- [EXPERIMENTE]: Transcreva as linhas abaixo em uma tabela Markdown com as colunas «Nº» e «Linha», numerando cada uma e omitindo as linhas em branco. Deixe as imagens fora da resposta.

[Entradas de dados salvas]
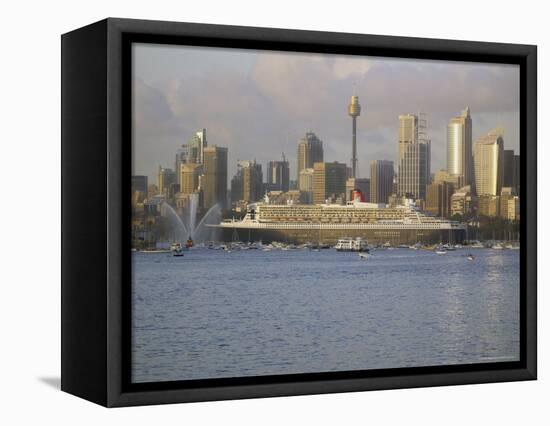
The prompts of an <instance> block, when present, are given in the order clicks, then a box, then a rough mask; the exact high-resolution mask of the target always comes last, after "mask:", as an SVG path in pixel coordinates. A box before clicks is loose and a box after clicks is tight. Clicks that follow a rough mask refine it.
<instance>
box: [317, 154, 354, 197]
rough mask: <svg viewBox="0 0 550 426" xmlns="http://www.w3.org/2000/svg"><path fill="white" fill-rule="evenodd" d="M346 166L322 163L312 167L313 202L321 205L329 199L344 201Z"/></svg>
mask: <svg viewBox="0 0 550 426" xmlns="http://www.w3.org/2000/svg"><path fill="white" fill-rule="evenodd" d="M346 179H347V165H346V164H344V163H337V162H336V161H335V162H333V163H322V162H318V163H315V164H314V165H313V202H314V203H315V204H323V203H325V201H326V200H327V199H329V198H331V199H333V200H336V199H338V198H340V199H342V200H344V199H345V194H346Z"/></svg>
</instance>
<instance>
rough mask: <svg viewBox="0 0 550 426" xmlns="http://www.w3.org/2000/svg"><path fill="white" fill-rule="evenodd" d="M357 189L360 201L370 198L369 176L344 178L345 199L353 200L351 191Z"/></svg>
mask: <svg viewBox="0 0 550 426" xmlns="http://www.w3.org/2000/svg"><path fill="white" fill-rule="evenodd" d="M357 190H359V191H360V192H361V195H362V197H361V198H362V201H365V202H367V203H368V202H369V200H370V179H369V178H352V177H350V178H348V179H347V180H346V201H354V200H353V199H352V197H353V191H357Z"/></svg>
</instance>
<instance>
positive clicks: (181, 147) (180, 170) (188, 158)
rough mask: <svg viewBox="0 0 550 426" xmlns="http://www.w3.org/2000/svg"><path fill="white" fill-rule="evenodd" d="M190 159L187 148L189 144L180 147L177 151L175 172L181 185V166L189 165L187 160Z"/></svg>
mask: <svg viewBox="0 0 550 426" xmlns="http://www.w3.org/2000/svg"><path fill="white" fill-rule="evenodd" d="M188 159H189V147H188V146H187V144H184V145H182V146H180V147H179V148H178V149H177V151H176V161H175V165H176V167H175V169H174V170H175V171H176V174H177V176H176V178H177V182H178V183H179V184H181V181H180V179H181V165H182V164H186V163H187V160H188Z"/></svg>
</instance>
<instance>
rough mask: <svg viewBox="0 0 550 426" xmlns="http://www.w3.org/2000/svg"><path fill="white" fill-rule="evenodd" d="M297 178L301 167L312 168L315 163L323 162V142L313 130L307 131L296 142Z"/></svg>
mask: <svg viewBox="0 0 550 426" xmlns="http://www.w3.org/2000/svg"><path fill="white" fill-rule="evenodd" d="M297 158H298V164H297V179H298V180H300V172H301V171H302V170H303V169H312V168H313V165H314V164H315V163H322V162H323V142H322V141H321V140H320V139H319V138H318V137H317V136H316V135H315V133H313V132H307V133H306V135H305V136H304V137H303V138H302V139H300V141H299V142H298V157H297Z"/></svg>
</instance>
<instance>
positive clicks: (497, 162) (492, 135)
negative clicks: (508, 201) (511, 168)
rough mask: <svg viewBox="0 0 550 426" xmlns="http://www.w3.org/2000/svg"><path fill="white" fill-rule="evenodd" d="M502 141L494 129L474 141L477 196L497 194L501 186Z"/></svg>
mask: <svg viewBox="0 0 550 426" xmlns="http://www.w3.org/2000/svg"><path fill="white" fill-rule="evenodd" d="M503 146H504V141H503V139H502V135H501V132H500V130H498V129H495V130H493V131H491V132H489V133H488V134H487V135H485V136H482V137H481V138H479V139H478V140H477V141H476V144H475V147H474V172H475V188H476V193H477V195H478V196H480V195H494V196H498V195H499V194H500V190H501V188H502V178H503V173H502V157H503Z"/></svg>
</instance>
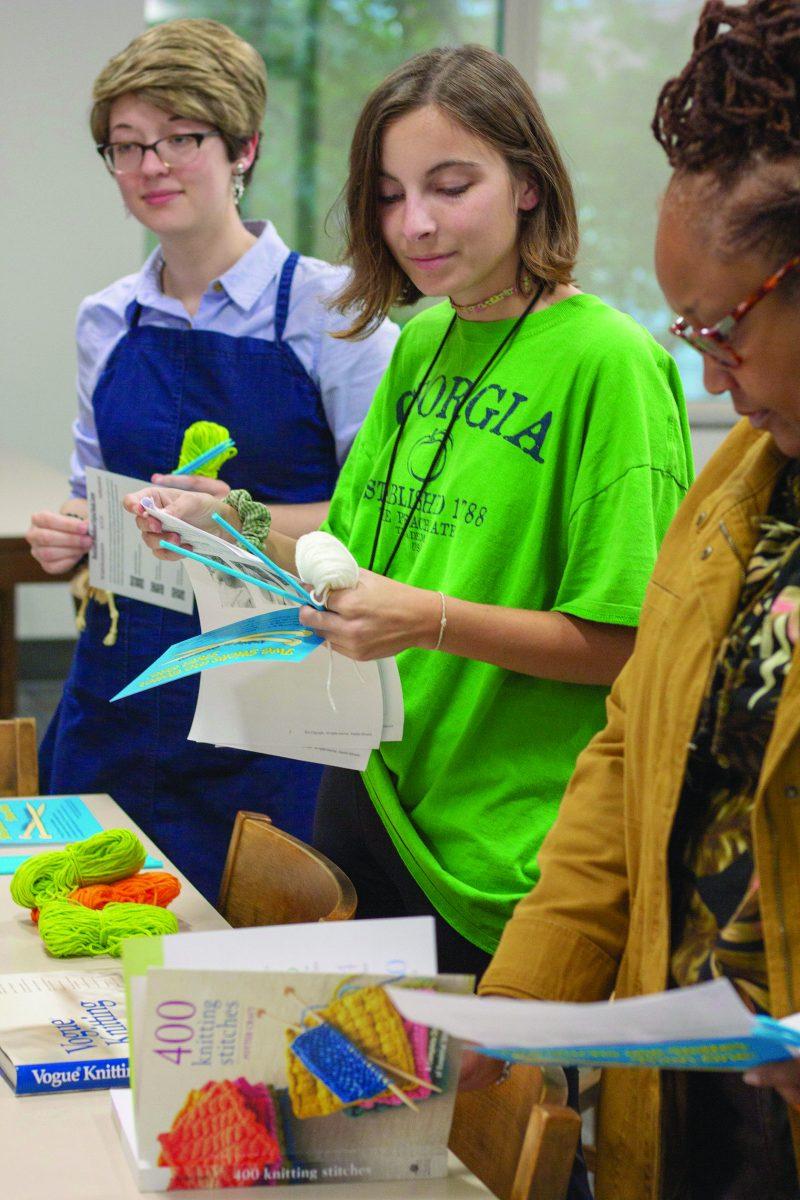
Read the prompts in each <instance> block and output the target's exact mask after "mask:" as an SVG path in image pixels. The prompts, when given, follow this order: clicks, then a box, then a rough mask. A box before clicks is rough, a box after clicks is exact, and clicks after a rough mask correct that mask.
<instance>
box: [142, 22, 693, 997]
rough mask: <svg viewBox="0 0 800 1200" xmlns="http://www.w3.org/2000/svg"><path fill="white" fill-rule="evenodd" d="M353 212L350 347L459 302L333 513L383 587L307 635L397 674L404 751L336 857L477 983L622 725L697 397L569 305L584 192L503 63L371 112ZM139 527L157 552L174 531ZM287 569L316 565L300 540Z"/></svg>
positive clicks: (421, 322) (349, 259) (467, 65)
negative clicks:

- [RESOLUÇÃO DA TAREFA]:
| Nº | Linha |
|---|---|
| 1 | The prompts of an <instance> block, when present, are given in the order clicks, then a box, then a rough mask; the exact high-resolution mask of the target always comes last, after "mask:", as an SVG path in pixel coordinates. A box before clicks is loose and a box after clicks is tight. Clicks that follow a rough mask refine it. |
| 2 | <instance> |
| 3 | box: [317, 154, 354, 197] |
| 4 | rough mask: <svg viewBox="0 0 550 426" xmlns="http://www.w3.org/2000/svg"><path fill="white" fill-rule="evenodd" d="M346 166L322 163L312 167L313 202L321 205L329 199L344 201Z"/></svg> |
| 5 | mask: <svg viewBox="0 0 550 426" xmlns="http://www.w3.org/2000/svg"><path fill="white" fill-rule="evenodd" d="M346 179H347V165H346V164H344V163H337V162H336V161H335V162H333V163H322V162H318V163H315V164H314V165H313V202H314V203H315V204H323V203H325V201H326V200H327V199H329V198H331V199H333V200H336V199H338V198H340V199H342V200H344V199H345V194H346Z"/></svg> |
| 6 | </instance> |
| 7 | <instance> |
| 8 | rough mask: <svg viewBox="0 0 550 426" xmlns="http://www.w3.org/2000/svg"><path fill="white" fill-rule="evenodd" d="M357 189L360 201L370 198L369 176L344 178L345 199L353 200L351 191Z"/></svg> |
| 9 | mask: <svg viewBox="0 0 550 426" xmlns="http://www.w3.org/2000/svg"><path fill="white" fill-rule="evenodd" d="M357 190H359V191H360V192H361V195H362V197H361V198H362V201H365V202H367V203H368V202H369V200H370V179H369V178H352V177H350V178H348V179H347V180H346V201H354V200H353V199H352V197H353V191H357Z"/></svg> |
| 10 | </instance> |
| 11 | <instance> |
| 12 | positive clicks: (181, 147) (180, 170) (188, 158) |
| 13 | rough mask: <svg viewBox="0 0 550 426" xmlns="http://www.w3.org/2000/svg"><path fill="white" fill-rule="evenodd" d="M190 159L187 148L189 144L180 147L177 151L175 172L181 185V166L189 165L187 160Z"/></svg> |
| 14 | mask: <svg viewBox="0 0 550 426" xmlns="http://www.w3.org/2000/svg"><path fill="white" fill-rule="evenodd" d="M188 159H189V147H188V146H187V144H184V145H182V146H180V147H179V148H178V149H177V151H176V161H175V165H176V167H175V169H174V170H175V171H176V174H177V176H176V178H177V182H178V183H179V184H181V181H180V179H181V165H182V164H186V163H187V160H188Z"/></svg> |
| 15 | </instance> |
| 16 | <instance> |
| 17 | rough mask: <svg viewBox="0 0 550 426" xmlns="http://www.w3.org/2000/svg"><path fill="white" fill-rule="evenodd" d="M297 178L301 167L312 168L315 163L323 162V142L313 130L307 131L296 142Z"/></svg> |
| 18 | mask: <svg viewBox="0 0 550 426" xmlns="http://www.w3.org/2000/svg"><path fill="white" fill-rule="evenodd" d="M297 158H298V164H297V179H298V180H300V172H301V171H302V170H303V169H312V168H313V165H314V164H315V163H322V162H323V142H322V141H321V140H320V139H319V138H318V137H317V136H316V135H315V133H313V132H307V133H306V135H305V136H304V137H303V138H302V139H300V141H299V142H298V157H297Z"/></svg> |
| 19 | </instance> |
| 20 | <instance> |
| 21 | positive clicks: (497, 162) (492, 135) |
| 22 | negative clicks: (508, 201) (511, 168) |
| 23 | rough mask: <svg viewBox="0 0 550 426" xmlns="http://www.w3.org/2000/svg"><path fill="white" fill-rule="evenodd" d="M502 141L494 129L474 141L477 196L497 194L501 186Z"/></svg> |
| 24 | mask: <svg viewBox="0 0 550 426" xmlns="http://www.w3.org/2000/svg"><path fill="white" fill-rule="evenodd" d="M503 146H504V141H503V139H502V135H501V132H500V130H498V129H495V130H493V131H491V132H489V133H488V134H487V135H485V136H482V137H481V138H479V139H478V140H477V141H476V144H475V147H474V172H475V188H476V193H477V195H478V196H480V195H494V196H498V195H499V194H500V190H501V188H502V178H503V173H502V157H503Z"/></svg> |
| 25 | </instance> |
| 26 | Read the prompts in each <instance> block and output the target's exact mask after "mask:" as an SVG path in image pixels. The prompts, when given, follow this order: clicks, then a box, then a rough mask. A box before clicks is rough, a box after clicks is exact, and clicks after a rough mask correct that mask. |
| 27 | <instance> |
| 28 | box: [142, 22, 693, 997] |
| 29 | rough mask: <svg viewBox="0 0 800 1200" xmlns="http://www.w3.org/2000/svg"><path fill="white" fill-rule="evenodd" d="M353 212L350 347L459 302L333 513L383 587L307 635L397 674L404 751L336 857L477 983L622 725L697 397L569 305L584 192L503 63L371 112ZM139 527L157 552L174 531ZM287 569L316 565L300 540Z"/></svg> |
| 30 | positive clicks: (421, 322) (349, 259) (467, 65) |
| 31 | negative clicks: |